Task prompt: Your response should be an exact transcription of the data, images excluded.

Natural-language object grounding data:

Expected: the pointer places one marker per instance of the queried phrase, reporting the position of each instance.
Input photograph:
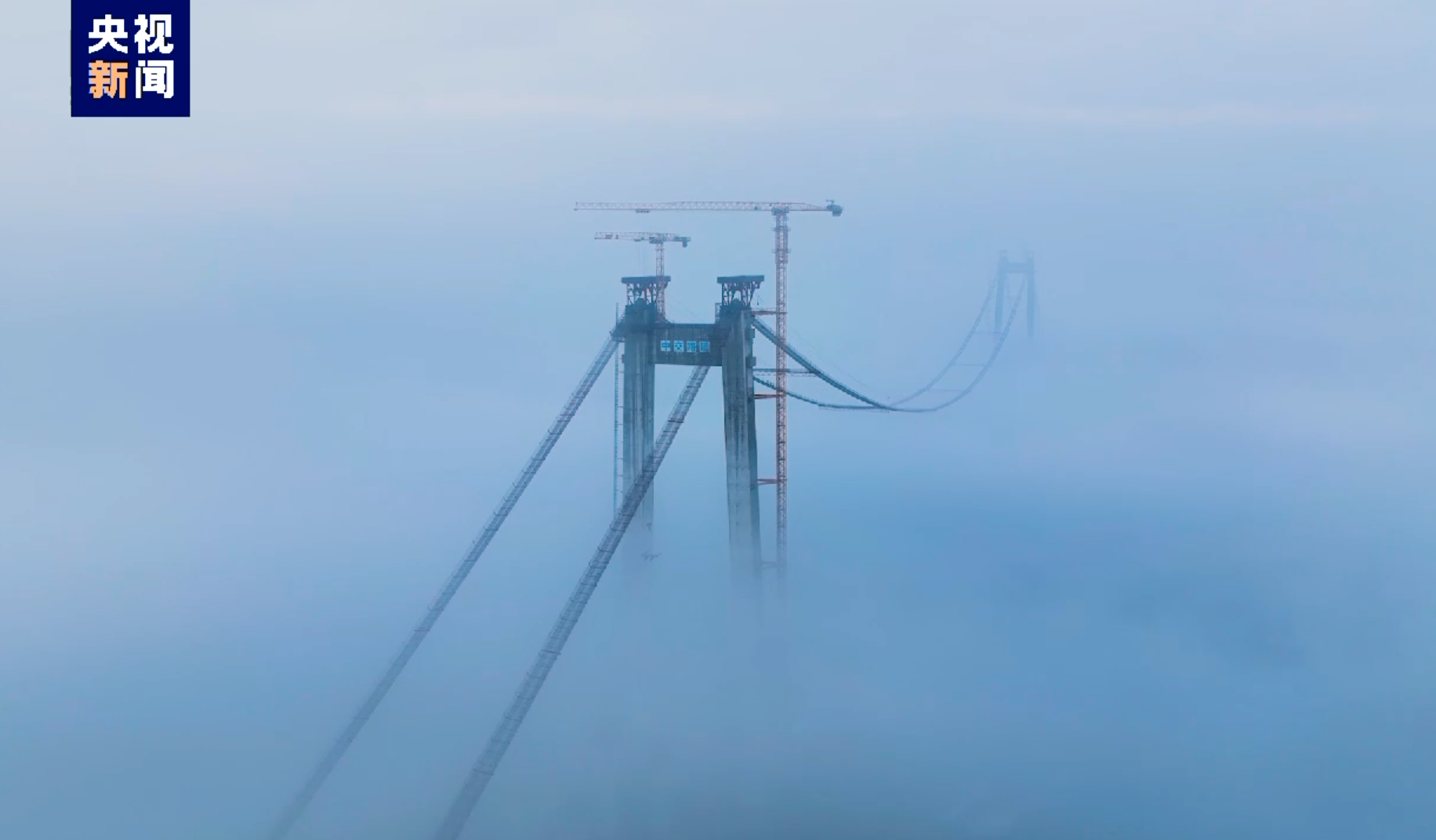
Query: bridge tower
(640, 317)
(740, 422)
(649, 341)
(1028, 274)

Solution for this exercise:
Expected: the pointer places one marker per instance of the queried phrase, reporting the position of each instance.
Input photograph:
Query: bridge tower
(640, 317)
(740, 422)
(649, 341)
(1028, 274)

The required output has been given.